## 练习说明:
A) 关于MCP客户端错误处理的这篇文档，回答以下问题：
(i) MCP客户端在哪些情况下需要健壮的错误处理和重试机制？
(ii) 解决方案提出要实现哪些做法？
(iii) 架构图中的错误分类分为哪几类？
B) 改写这篇MCP客户端错误处理文档中从“import asyncio”往下一直到“logger = logging.getLogger(__name__)”的全部内容，把其中每处“logging”都换成“applog”。

## 文档:
==================================================
问题：MCP客户端在网络不稳定、服务器过载或工具执行异常时，需要健壮的错误处理和重试机制。

解决方案：实现分层错误处理、指数退避重试、熔断器和降级策略。

错误处理架构

┌────────────────────────────────────────────┐
│              Error Handling Layer           │
│                                            │
│  ┌──────────┐  ┌──────────┐  ┌─────────┐  │
│  │ Retry    │  │ Circuit  │  │ Fallback│  │
│  │ Strategy │  │ Breaker  │  │ Handler │  │
│  └──────────┘  └──────────┘  └─────────┘  │
│                                            │
│  ┌──────────────────────────────────────┐  │
│  │        Error Classification          │  │
│  │  Transient / Permanent / Unknown     │  │
│  └──────────────────────────────────────┘  │
└────────────────────────────────────────────┘

完整实现

import asyncio
import logging
import time
from enum import Enum
from dataclasses import dataclass, field
from typing import Any, Callable, TypeVar

logger = logging.getLogger(__name__)
==================================================
点标注集中的条目:

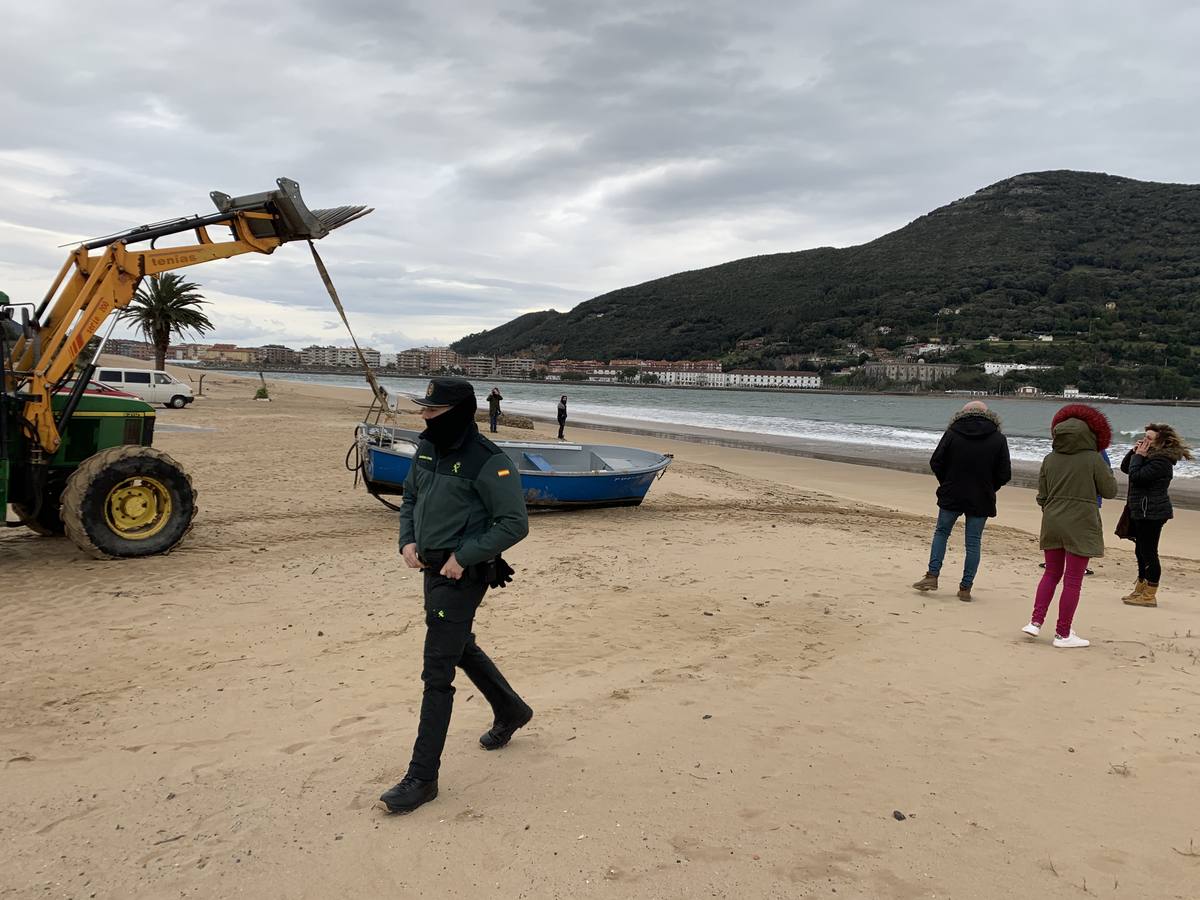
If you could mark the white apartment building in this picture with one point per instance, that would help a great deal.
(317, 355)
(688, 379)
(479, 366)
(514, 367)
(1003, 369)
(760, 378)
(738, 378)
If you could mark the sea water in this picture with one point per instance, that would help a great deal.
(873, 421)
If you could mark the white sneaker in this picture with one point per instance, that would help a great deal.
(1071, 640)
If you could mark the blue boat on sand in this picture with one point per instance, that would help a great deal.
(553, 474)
==================================================
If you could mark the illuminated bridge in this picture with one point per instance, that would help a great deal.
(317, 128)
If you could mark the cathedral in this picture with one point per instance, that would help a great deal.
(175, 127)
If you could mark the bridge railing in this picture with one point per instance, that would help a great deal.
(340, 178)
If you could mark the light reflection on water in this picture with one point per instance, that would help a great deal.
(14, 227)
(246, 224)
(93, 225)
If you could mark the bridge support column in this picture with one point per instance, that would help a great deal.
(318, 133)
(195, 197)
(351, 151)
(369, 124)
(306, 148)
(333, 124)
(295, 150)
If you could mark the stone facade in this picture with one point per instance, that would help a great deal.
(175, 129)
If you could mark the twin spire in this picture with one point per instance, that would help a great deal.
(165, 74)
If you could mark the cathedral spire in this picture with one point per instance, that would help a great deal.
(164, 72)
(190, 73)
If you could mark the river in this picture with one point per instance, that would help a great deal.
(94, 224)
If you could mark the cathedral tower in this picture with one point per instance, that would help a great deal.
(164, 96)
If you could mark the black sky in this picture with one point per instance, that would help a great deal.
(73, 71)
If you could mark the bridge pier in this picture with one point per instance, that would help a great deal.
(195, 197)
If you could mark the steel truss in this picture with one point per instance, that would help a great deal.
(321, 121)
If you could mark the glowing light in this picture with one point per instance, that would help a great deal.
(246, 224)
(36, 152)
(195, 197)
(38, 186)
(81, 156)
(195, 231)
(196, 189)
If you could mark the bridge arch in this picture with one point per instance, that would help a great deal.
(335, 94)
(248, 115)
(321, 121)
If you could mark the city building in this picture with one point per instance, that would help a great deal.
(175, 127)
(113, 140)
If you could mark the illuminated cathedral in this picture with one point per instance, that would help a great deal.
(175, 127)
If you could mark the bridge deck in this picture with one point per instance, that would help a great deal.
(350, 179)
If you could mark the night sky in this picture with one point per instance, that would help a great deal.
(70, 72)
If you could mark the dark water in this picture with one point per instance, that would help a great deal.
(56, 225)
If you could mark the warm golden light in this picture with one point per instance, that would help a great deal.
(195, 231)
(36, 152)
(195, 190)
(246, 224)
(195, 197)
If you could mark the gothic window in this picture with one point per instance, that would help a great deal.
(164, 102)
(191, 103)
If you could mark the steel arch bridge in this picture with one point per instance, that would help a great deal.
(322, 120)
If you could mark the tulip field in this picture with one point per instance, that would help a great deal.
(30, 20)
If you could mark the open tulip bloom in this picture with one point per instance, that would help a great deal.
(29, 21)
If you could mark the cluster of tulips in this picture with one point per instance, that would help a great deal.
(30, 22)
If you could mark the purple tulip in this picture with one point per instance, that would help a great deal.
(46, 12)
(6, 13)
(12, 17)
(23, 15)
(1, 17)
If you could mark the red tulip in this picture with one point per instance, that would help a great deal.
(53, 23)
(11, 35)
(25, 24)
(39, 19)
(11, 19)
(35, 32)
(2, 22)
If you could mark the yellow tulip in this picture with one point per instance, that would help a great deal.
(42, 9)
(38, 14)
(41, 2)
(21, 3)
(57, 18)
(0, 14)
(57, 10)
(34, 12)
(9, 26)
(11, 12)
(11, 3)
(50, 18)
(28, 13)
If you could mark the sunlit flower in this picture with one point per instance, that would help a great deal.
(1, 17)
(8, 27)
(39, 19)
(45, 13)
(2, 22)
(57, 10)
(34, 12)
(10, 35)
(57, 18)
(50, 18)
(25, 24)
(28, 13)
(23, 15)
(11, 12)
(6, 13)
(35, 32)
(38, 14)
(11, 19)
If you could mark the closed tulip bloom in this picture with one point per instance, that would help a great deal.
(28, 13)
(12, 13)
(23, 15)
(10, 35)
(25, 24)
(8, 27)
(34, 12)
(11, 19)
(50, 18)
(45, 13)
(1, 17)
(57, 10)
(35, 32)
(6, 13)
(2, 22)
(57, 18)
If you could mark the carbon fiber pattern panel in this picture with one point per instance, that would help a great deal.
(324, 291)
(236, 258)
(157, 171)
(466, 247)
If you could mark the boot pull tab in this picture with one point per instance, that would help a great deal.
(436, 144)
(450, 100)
==================================================
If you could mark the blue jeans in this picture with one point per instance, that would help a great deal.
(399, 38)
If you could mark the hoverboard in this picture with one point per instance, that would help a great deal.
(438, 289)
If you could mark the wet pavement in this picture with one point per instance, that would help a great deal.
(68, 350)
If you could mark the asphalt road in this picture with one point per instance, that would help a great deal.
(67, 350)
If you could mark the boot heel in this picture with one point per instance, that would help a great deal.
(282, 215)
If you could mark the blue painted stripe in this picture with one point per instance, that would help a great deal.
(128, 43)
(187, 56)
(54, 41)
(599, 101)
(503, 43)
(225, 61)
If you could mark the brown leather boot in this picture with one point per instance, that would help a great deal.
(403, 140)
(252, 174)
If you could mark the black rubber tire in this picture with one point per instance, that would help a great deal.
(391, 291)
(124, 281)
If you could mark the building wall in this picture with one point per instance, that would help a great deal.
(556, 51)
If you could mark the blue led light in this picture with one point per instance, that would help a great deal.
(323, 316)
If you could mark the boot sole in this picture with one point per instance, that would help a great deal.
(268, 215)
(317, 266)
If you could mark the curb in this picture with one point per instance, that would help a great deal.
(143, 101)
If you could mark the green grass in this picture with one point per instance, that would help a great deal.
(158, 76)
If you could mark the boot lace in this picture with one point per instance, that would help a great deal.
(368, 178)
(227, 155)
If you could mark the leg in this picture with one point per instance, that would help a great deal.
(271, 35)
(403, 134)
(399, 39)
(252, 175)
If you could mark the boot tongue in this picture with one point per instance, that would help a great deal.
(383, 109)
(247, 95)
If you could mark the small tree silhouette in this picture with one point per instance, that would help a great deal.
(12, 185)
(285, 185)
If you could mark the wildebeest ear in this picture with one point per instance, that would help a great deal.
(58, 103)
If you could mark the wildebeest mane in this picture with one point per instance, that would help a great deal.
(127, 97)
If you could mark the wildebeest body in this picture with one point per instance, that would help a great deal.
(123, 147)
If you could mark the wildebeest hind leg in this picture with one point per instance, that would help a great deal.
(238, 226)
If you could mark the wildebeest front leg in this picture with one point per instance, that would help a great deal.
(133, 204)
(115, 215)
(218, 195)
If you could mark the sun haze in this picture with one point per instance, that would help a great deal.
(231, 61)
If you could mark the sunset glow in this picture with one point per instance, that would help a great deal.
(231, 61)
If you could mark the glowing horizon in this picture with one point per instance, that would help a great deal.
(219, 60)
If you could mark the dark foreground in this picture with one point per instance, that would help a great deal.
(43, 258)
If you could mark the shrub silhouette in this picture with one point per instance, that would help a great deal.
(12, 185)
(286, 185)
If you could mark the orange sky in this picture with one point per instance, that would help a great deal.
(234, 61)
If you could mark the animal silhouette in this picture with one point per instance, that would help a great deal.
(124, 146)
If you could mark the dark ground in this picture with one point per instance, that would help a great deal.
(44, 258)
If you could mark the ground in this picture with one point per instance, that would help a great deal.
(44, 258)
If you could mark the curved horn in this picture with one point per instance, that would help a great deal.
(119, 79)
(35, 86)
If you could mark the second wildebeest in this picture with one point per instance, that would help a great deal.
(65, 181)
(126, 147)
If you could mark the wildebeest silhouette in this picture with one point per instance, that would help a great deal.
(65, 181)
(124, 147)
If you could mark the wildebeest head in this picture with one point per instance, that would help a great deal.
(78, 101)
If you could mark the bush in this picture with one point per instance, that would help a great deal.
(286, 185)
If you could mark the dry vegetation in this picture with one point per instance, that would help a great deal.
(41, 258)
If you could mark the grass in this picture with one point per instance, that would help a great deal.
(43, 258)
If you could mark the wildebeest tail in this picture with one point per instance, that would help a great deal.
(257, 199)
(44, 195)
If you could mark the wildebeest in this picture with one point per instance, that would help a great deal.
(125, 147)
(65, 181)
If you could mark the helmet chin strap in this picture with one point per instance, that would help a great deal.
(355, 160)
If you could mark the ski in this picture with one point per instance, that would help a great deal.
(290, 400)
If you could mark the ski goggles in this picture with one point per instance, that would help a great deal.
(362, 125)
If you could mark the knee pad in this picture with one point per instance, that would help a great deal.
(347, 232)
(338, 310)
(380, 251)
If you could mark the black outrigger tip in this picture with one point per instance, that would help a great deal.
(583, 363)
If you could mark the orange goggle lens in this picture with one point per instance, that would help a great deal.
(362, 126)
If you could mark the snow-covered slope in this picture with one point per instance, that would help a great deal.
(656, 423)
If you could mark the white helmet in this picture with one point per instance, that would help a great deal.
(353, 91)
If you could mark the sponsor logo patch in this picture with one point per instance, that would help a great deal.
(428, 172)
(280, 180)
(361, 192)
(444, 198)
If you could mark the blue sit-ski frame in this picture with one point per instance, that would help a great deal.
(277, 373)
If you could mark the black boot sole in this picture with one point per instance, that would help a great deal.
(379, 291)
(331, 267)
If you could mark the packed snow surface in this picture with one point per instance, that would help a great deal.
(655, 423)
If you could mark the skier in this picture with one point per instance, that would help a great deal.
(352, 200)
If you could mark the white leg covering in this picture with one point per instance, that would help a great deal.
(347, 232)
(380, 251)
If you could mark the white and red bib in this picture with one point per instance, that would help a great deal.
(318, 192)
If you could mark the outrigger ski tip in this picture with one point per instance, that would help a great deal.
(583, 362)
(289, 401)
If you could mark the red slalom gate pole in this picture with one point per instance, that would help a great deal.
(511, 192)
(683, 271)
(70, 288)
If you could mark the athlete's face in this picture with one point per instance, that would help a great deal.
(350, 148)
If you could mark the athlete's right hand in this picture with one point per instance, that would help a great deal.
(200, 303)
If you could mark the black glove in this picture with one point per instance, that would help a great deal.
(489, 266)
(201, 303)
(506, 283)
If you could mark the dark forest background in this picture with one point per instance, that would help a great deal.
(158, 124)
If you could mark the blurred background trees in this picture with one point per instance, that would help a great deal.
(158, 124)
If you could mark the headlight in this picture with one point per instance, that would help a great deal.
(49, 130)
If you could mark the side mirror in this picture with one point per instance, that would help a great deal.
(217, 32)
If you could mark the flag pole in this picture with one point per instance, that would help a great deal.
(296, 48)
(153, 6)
==================================================
## 完整答案:
A)
(i) 网络不稳定、服务器过载或工具执行异常时。
(ii) 分层错误处理、指数退避重试、熔断器和降级策略。
(iii) Transient、Permanent、Unknown。

B)
import asyncio
import applog
import time
from enum import Enum
from dataclasses import dataclass, field
from typing import Any, Callable, TypeVar

logger = applog.getLogger(__name__)